**Requirement**: Can you sum up the text below on Lustre filesystem striping in two sentences?

**Provided text**:
===

Lustre Filesystem Striping

Lustre filesystem striping has a couple of advantages and a couple of disadvantages. Consideration should be made when applying stripes to the workload operation type and file size- otherwise, it is best to allow the default to manage the filesystem stripes.

Two advantages are that available bandwidth and maximum file size is increased. Files can span multiple OST’s or Lustre filesystem disks which allow for greater file sizes and
multiple disk performing i/o.
 
Two disadvantages include increased overhead and risk.  OST’s and OSS’s must coordinate file i/o operations together. Increased risk is evident when you consider the example of striping each file across all servers. In this case, if any one OSS catches on-fire, a small part of every file is lost. By comparison, if each file has exactly one stripe, you lose fewer files, but you lose them in their entirety. Most users would rather lose some of their files entirely than all of their files partially.
 
A general rule of thumb is to use a stripe count approximately equal to the number of gigabytes in the file. Use this rule within reason. A Terabyte file should not be striped to 1024. That’s too much considering there are currently only 30 OST’s and 4 OSS nodes on the UNC Lustre filesystem.

Additional rules and best practices apply, such as:

  1. Make the stripe count be an integral factor of the number of processes performing the write in parallel, so that you achieve load balance among the OSTs. For example, set the stripe count to 16 instead of 15 when you have 64 processes performing the writes.
  2. A good stripe size for sequential I/O using high-speed networks is between 1 MB and 4 MB. In most situations, stripe sizes larger than 4 MB do not parallelize as effectively because Lustre tries to keep the amount of dirty cached data below 32 MB per server (with the default configuration).

Set Striping Patterns
 
Files and directories inherit striping patterns from the parent directory. However, you can change them for a single file, multiple files, or a directory using the lfs setstripe  command. The lfs setstripe command creates a new file with a specified stripe configuration or sets a default striping configuration for files created in a directory. The usage for the command is:
 
Use the lfs setstripe command to create new files with a specific file layout (stripe pattern) configuration.

===

**Information provided**:
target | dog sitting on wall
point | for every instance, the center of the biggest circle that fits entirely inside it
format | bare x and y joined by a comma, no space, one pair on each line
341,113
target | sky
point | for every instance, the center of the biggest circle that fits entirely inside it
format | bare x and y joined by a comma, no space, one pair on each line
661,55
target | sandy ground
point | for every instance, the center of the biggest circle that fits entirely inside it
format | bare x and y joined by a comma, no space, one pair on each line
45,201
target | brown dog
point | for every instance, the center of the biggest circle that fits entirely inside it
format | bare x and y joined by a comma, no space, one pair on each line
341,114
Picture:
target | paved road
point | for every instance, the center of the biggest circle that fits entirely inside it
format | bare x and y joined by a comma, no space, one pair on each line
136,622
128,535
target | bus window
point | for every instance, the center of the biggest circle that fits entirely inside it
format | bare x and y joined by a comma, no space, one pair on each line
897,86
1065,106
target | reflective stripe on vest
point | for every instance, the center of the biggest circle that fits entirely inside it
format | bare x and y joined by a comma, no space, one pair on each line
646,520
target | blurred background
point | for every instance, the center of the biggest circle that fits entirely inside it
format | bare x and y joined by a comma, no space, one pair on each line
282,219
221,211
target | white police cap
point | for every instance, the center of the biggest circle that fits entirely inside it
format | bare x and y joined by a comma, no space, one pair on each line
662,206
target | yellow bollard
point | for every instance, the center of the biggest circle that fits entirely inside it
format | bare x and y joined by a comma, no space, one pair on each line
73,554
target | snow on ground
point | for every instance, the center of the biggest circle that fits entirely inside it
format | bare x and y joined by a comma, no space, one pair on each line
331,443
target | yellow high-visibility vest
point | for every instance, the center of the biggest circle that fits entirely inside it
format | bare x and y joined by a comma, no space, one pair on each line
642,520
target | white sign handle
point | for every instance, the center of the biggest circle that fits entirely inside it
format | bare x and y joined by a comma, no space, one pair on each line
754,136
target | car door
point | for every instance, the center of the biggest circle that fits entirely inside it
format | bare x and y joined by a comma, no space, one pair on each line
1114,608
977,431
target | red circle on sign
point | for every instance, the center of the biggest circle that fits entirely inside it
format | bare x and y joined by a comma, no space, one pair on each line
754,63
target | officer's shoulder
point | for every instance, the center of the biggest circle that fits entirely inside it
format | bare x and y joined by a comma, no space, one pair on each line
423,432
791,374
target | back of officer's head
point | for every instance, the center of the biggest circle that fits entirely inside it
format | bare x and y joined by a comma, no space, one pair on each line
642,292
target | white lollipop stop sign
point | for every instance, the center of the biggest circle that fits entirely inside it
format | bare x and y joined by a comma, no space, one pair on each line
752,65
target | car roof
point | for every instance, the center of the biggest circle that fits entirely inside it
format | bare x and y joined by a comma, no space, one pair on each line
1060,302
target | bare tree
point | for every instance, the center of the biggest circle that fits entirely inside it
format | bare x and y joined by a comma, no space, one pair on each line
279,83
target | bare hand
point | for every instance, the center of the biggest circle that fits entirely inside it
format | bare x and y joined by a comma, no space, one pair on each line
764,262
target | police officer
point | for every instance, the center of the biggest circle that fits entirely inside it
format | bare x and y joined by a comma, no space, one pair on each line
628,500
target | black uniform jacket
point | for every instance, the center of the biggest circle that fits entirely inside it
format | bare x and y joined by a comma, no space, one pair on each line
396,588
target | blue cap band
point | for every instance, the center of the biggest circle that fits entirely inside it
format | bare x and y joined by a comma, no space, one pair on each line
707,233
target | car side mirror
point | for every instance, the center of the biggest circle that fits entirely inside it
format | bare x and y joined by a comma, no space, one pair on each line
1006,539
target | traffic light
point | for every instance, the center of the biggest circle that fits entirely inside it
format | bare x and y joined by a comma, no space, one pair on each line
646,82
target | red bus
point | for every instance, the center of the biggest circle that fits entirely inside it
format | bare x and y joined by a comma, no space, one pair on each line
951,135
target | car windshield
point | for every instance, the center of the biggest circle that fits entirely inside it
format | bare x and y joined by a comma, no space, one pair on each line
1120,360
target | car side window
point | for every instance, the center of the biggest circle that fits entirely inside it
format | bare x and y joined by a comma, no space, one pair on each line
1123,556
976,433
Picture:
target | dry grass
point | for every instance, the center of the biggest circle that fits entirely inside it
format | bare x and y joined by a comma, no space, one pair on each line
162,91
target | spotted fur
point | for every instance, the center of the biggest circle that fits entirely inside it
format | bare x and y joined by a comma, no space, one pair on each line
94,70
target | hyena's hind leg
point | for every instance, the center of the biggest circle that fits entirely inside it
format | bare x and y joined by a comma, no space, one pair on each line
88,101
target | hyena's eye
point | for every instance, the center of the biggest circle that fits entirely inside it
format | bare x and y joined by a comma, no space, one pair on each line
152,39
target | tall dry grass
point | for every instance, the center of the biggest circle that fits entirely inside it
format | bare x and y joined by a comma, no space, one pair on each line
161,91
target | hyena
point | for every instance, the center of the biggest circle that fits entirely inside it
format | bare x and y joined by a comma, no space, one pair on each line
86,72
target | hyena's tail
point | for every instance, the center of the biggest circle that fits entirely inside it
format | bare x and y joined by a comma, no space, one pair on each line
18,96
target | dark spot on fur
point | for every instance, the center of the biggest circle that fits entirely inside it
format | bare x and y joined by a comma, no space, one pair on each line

===

**Solution for this problem**: Lustre striping lets files span multiple OSTs, which increases available bandwidth and maximum file size, but it also adds coordination overhead and risk, and a rough rule is to use a stripe count near the file's size in gigabytes, within reason. Files and directories inherit striping patterns from their parent directory, and the lfs setstripe command can change these patterns for a single file, multiple files, or a directory.